Texto de leitura ▸
O PS acredita que "seria
possível um aumento de capital através da bolsa", sem que o Estado
perdesse o controlo.
Os vários
investidores e analistas do setor contactados pelo Observador alertam, contudo,
que uma colocação em bolsa da TAP, com sucesso, seria tudo menos um dado
adquirido. Aliás, um especialista como Julien Richer, da Raymond James em
Paris, diz que “essa não seria uma opção credível”. Um outro analista, que
pertence a um dos bancos de investimento contratados pelo Governo para esta
operação e que prefere o anonimato, tem uma análise ainda mais contundente:
“podem esquecer”, diz, ao Observador.
A empresa errada,
no setor errado e no momento errado
Em poucas
palavras, do ponto de vista de uma dispersão do capital em bolsa (o que na
gíria dos mercados se chama um IPO, ou initial public offering), a TAP é a
empresa errada, no setor errado e no momento errado.
As grandes
transportadoras aéreas europeias não têm tido vida fácil em bolsa nos últimos
meses. “Este é um setor muito cíclico e, nesta fase, é notório que os grandes
grupos têm sofrido com a concorrência intensa ao nível dos preços, uma
concorrência imposta pelas low-cost, e os sindicatos têm feito uma grande
pressão que poderá significar um aumento dos custos” e ainda mais diminuição
das margens, explica Per-Ola Hellgren, analista do banco alemão LBBW, que segue
de perto empresas como a Deutsche Lufthansa e a Air France-KLM, cujo desempenho
bolsista nos últimos 12 meses está ilustrado no gráfico abaixo.
Nem a descida dos
preços dos combustíveis, resultado da queda do petróleo nos mercados
internacionais, está a ser suficiente para conter o pessimismo dos
investidores. É que esse efeito está a ser limitado pela desvalorização do euro
face ao dólar, o que torna mais caros os combustíveis que são adquiridos na
moeda norte-americana, que sobe 7,85% desde o início do ano face ao euro. Além
disso, as transportadoras recorrem de forma significativa a mecanismos de
proteção contra subidas bruscas dos preços dos combustíveis, pelo que o efeito
acaba por ser mais contido quando existe um movimento favorável.
“Com base na
minha experiência, diria que a visão negativa dos investidores em relação às
ações de transportadoras de áereas [de bandeira] pode, facilmente, perdurar
pelo menos mais um ano“, afirma Per-Ola Hellgren. O analista receia que, antes
disso, não será provável que os investidores passem a olhar para o setor com
outros olhos. O contexto não facilitaria, portanto, a que fosse possível atrair
centenas de fundos de investimento internacionais e pequenos investidores para
uma dispersão de capital em bolsa. “Sobretudo se o Governo quiser manter o
controlo operacional da empresa”, salienta Per-Ola Hellgren, perante os planos
de António Costa de entregar um máximo de 49% aos investidores privados.

Registos de dados ▸
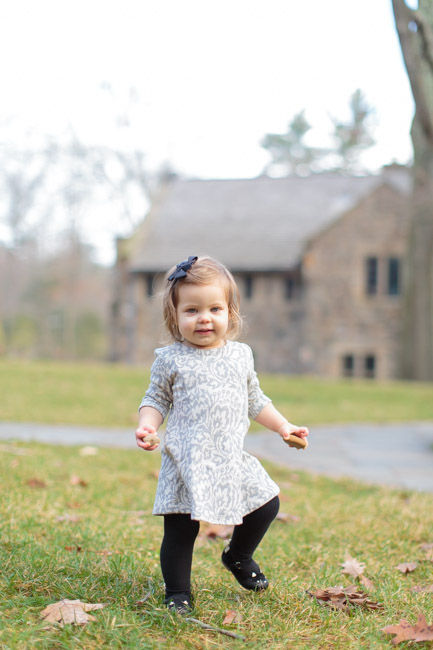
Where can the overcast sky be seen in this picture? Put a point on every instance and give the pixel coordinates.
(210, 78)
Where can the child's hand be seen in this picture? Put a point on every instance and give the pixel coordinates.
(287, 429)
(143, 431)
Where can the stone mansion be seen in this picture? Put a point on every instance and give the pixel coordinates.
(318, 261)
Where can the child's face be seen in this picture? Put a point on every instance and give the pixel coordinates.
(202, 315)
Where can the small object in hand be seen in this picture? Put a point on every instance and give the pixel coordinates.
(296, 441)
(152, 438)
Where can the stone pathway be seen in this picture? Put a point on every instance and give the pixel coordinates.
(399, 455)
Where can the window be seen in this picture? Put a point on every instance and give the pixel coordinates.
(290, 288)
(370, 366)
(348, 365)
(248, 286)
(371, 276)
(393, 276)
(149, 285)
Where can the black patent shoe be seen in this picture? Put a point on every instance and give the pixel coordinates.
(179, 603)
(246, 572)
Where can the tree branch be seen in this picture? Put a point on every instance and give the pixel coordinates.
(417, 51)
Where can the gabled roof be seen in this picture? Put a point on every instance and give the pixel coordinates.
(249, 225)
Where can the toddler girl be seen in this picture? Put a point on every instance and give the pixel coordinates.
(207, 385)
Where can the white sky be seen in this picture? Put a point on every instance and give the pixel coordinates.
(212, 77)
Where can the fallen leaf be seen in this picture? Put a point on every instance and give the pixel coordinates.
(407, 567)
(404, 631)
(17, 451)
(76, 480)
(231, 617)
(107, 552)
(285, 517)
(88, 451)
(343, 597)
(74, 504)
(144, 600)
(70, 612)
(419, 589)
(366, 582)
(36, 483)
(352, 567)
(73, 519)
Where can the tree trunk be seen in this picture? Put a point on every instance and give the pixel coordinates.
(415, 31)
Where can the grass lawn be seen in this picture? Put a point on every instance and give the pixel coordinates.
(108, 395)
(95, 540)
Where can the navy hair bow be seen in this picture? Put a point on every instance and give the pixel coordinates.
(182, 268)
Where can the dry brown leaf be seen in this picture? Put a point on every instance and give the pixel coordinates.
(76, 480)
(352, 567)
(366, 582)
(107, 552)
(144, 600)
(88, 450)
(404, 631)
(419, 589)
(17, 451)
(36, 483)
(72, 519)
(70, 612)
(343, 597)
(232, 617)
(407, 567)
(286, 517)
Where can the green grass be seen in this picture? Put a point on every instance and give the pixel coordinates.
(44, 560)
(107, 395)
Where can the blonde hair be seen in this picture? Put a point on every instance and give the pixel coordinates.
(204, 271)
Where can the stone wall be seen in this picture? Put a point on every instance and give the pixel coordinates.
(341, 318)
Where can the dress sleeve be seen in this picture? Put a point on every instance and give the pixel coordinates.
(257, 400)
(159, 395)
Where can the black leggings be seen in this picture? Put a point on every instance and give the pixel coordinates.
(180, 532)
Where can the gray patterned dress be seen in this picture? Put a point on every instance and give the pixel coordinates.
(209, 396)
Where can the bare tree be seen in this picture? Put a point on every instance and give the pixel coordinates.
(415, 31)
(292, 155)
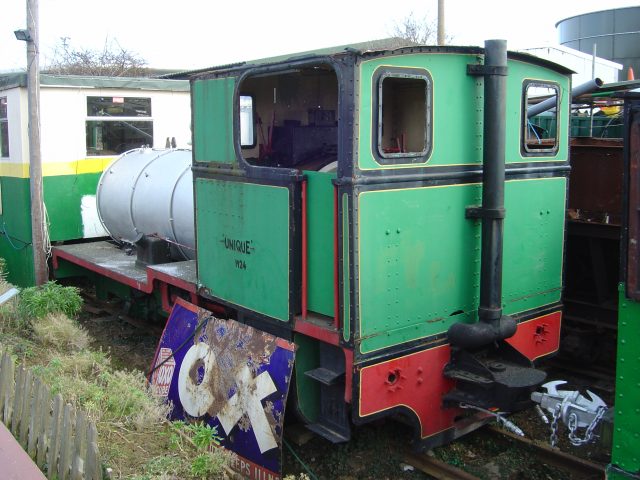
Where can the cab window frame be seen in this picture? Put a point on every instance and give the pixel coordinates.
(526, 148)
(401, 158)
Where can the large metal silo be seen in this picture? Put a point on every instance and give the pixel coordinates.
(615, 32)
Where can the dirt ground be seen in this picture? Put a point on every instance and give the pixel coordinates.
(377, 450)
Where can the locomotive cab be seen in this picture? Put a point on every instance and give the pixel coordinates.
(355, 181)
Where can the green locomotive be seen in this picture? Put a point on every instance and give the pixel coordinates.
(339, 202)
(397, 214)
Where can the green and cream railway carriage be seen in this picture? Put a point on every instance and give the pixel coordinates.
(86, 122)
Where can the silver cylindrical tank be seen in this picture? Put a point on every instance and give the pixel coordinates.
(149, 192)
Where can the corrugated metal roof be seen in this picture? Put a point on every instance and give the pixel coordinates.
(19, 79)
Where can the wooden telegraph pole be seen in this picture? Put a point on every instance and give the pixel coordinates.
(41, 271)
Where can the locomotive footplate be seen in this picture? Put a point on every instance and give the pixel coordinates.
(494, 377)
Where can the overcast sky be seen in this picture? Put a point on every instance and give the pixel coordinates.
(191, 34)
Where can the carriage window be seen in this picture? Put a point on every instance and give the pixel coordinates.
(4, 128)
(403, 115)
(117, 124)
(540, 123)
(247, 136)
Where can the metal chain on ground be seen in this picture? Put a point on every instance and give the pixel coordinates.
(554, 426)
(575, 440)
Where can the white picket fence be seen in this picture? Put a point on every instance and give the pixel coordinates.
(60, 440)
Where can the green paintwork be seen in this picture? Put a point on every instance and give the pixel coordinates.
(419, 261)
(458, 109)
(346, 285)
(307, 389)
(63, 196)
(211, 105)
(320, 242)
(518, 73)
(456, 137)
(625, 453)
(15, 231)
(244, 212)
(533, 242)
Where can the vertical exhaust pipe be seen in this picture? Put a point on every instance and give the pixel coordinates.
(493, 325)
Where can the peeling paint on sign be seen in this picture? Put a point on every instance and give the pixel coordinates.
(232, 376)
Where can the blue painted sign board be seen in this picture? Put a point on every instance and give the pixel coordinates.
(231, 376)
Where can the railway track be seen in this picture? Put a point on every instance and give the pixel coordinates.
(571, 467)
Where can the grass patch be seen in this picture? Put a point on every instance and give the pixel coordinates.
(134, 438)
(37, 302)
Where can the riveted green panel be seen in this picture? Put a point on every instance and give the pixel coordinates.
(15, 231)
(243, 244)
(212, 105)
(625, 453)
(418, 263)
(320, 210)
(533, 242)
(456, 98)
(63, 197)
(346, 285)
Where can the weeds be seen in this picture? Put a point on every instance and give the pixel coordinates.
(134, 437)
(37, 302)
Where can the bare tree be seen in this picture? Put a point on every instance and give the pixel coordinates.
(112, 61)
(415, 31)
(412, 30)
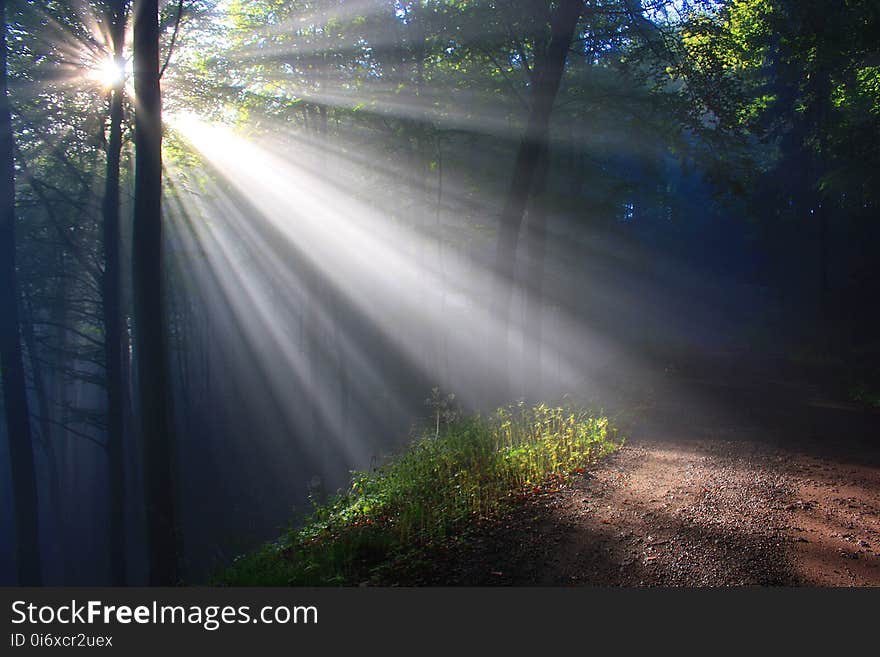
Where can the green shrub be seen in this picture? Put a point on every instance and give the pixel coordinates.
(456, 474)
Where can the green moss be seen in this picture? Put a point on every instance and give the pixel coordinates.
(470, 469)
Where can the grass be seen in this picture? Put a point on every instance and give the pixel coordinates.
(456, 474)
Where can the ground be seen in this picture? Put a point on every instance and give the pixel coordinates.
(730, 477)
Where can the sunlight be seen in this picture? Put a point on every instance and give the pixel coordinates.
(108, 73)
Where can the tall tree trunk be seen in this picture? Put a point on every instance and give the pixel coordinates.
(547, 77)
(111, 297)
(149, 311)
(21, 454)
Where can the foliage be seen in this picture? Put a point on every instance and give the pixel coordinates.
(472, 468)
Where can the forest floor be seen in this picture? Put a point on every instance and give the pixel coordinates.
(732, 475)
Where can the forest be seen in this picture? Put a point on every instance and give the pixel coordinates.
(399, 291)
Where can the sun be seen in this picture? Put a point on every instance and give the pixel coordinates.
(108, 73)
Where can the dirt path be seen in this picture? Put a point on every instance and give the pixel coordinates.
(779, 488)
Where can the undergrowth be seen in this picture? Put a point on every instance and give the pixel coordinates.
(468, 469)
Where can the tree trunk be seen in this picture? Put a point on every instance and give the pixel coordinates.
(21, 454)
(149, 311)
(111, 295)
(547, 77)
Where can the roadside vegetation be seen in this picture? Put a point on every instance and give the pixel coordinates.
(460, 471)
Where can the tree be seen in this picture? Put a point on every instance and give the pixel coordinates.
(547, 78)
(15, 401)
(112, 306)
(149, 311)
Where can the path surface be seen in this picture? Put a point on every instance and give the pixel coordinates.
(742, 478)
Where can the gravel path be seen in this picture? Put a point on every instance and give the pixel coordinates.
(733, 496)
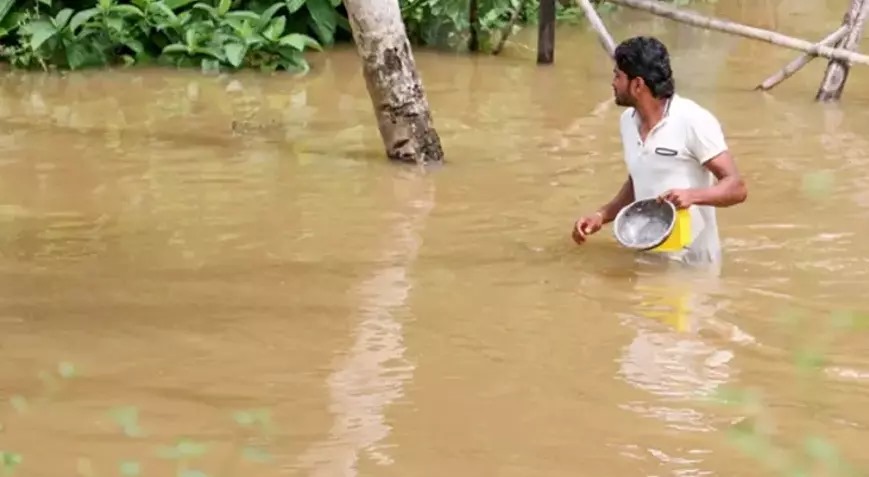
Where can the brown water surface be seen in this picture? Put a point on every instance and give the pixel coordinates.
(198, 245)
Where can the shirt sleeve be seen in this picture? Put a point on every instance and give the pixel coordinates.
(705, 136)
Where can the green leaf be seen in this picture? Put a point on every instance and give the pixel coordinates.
(131, 469)
(162, 8)
(267, 15)
(6, 6)
(62, 18)
(175, 48)
(294, 5)
(223, 7)
(324, 20)
(235, 53)
(10, 460)
(135, 45)
(66, 370)
(275, 28)
(174, 5)
(300, 41)
(128, 10)
(81, 18)
(243, 15)
(76, 55)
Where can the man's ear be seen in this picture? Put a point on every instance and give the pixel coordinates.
(637, 84)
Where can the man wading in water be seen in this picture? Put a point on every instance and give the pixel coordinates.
(674, 149)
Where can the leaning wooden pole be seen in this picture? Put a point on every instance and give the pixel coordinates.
(400, 105)
(837, 71)
(546, 32)
(606, 40)
(683, 16)
(803, 60)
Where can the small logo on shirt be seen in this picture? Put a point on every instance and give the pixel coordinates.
(664, 151)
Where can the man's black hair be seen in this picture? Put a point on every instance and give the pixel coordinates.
(646, 57)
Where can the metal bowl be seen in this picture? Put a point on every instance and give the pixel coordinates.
(644, 224)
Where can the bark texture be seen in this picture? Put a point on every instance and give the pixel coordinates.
(803, 60)
(683, 16)
(546, 32)
(400, 105)
(837, 70)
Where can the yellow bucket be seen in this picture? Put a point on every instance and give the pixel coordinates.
(680, 237)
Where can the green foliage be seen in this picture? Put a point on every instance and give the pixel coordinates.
(232, 34)
(211, 34)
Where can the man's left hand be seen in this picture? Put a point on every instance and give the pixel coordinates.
(681, 198)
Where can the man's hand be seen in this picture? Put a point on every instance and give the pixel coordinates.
(681, 198)
(587, 226)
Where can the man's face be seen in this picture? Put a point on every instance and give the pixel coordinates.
(622, 89)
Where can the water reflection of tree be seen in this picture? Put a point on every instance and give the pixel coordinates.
(372, 373)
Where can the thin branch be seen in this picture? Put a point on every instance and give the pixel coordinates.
(606, 40)
(695, 19)
(803, 60)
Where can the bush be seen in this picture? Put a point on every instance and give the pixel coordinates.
(223, 34)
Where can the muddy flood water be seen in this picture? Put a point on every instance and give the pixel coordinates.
(191, 248)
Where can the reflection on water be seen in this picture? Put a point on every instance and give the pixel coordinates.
(204, 244)
(371, 376)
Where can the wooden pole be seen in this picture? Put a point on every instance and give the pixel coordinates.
(606, 40)
(403, 115)
(837, 71)
(803, 60)
(474, 21)
(546, 33)
(663, 10)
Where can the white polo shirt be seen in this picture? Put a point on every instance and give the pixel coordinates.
(673, 157)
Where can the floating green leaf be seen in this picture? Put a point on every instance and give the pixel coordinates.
(127, 417)
(131, 469)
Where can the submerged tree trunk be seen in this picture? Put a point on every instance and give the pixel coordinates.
(474, 21)
(546, 32)
(837, 70)
(403, 115)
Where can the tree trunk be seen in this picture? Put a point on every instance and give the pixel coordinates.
(546, 32)
(400, 105)
(508, 28)
(474, 21)
(837, 71)
(606, 40)
(791, 68)
(663, 10)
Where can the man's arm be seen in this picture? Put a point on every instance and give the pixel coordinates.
(623, 197)
(730, 188)
(706, 142)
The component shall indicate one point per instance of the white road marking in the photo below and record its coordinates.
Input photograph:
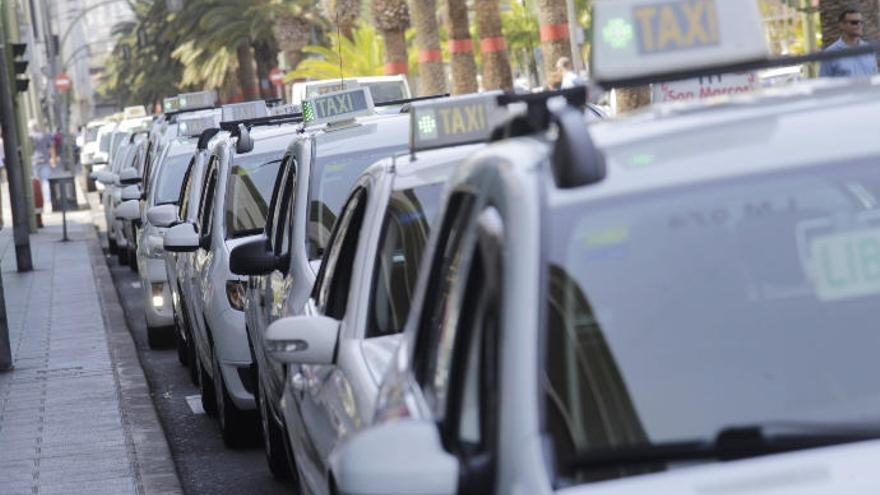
(195, 404)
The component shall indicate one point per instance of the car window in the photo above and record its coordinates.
(332, 177)
(169, 179)
(405, 231)
(333, 281)
(248, 193)
(439, 321)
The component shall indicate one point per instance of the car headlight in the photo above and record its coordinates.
(235, 294)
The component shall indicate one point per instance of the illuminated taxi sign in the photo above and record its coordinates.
(451, 121)
(337, 107)
(641, 38)
(194, 126)
(171, 104)
(245, 111)
(200, 99)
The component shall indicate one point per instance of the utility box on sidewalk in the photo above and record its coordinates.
(62, 191)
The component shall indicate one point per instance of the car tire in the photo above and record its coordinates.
(206, 388)
(274, 440)
(236, 426)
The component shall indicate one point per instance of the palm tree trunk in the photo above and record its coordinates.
(246, 75)
(555, 41)
(461, 48)
(493, 46)
(432, 77)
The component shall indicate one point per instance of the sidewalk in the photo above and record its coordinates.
(76, 416)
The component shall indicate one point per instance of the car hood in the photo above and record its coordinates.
(850, 469)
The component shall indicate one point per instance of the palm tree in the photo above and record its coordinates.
(555, 43)
(496, 63)
(362, 56)
(391, 18)
(343, 14)
(461, 49)
(830, 10)
(432, 77)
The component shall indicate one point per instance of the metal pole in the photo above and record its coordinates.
(13, 166)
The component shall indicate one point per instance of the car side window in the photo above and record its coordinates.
(440, 316)
(405, 231)
(334, 279)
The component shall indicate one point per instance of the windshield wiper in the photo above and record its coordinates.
(729, 444)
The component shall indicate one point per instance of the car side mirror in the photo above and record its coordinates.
(131, 192)
(162, 216)
(129, 177)
(253, 258)
(404, 456)
(181, 238)
(128, 210)
(303, 340)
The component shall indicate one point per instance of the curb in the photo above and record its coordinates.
(155, 471)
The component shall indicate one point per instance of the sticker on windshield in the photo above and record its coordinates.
(846, 265)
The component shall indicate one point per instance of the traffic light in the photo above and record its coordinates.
(19, 67)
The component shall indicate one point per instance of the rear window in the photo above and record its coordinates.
(249, 191)
(170, 178)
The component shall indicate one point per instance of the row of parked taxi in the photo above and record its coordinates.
(500, 293)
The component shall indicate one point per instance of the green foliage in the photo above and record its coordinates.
(362, 56)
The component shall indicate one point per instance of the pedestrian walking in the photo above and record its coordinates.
(43, 158)
(852, 26)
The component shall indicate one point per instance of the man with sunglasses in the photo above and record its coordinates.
(851, 27)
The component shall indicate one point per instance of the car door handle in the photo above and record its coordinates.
(298, 382)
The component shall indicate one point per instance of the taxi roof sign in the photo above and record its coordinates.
(194, 126)
(339, 106)
(452, 121)
(245, 111)
(635, 39)
(199, 99)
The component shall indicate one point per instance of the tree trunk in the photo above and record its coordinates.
(461, 48)
(432, 77)
(246, 76)
(395, 52)
(830, 10)
(493, 46)
(555, 41)
(266, 57)
(631, 99)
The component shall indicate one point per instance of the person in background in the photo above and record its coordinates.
(570, 78)
(852, 27)
(43, 158)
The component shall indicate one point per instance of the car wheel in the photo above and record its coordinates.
(274, 440)
(236, 425)
(206, 388)
(158, 337)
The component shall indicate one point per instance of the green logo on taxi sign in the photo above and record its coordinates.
(618, 33)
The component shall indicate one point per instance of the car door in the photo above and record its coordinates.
(202, 257)
(327, 404)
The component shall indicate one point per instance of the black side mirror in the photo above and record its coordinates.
(253, 258)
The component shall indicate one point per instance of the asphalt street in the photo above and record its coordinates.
(204, 464)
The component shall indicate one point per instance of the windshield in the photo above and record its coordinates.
(677, 314)
(170, 178)
(249, 191)
(331, 180)
(386, 91)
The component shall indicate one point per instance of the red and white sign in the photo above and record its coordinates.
(62, 83)
(706, 87)
(276, 75)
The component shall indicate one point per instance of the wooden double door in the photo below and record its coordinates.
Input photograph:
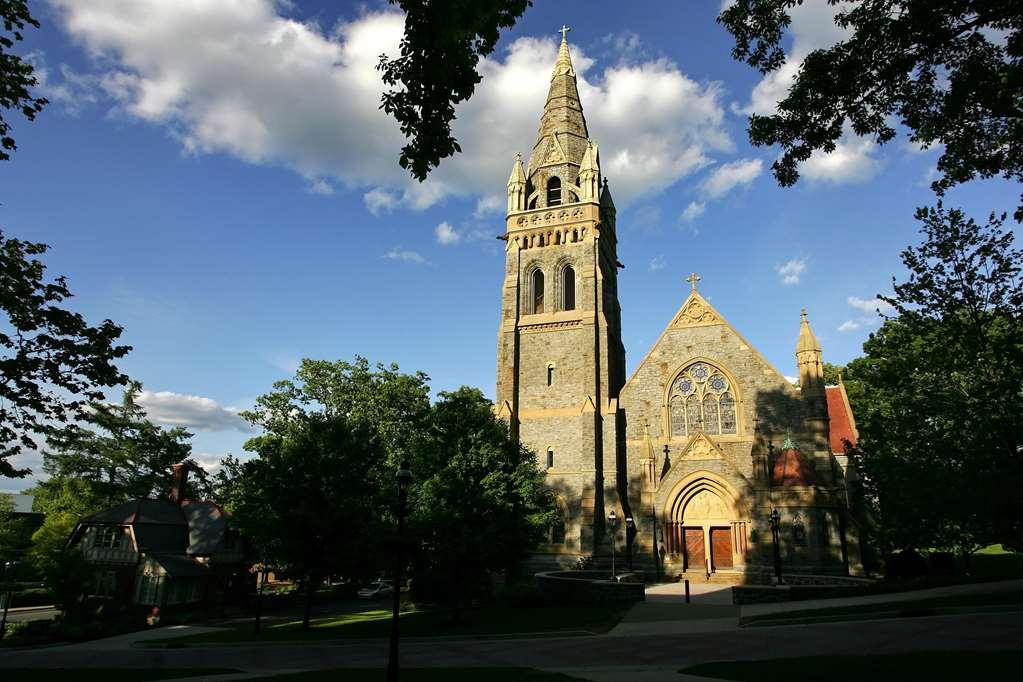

Objetivos ▸
A) Indique todas as pessoas identificadas pelo nome no texto sobre a TAP.
B) No texto sobre a TAP, qual é a percentagem máxima do capital que António Costa planeia entregar aos investidores privados?
Responda só com base no texto sobre a TAP, sem recorrer aos itens.

As soluções ▸
A) Julien Richer, Per-Ola Hellgren e António Costa.

B) Um máximo de 49%.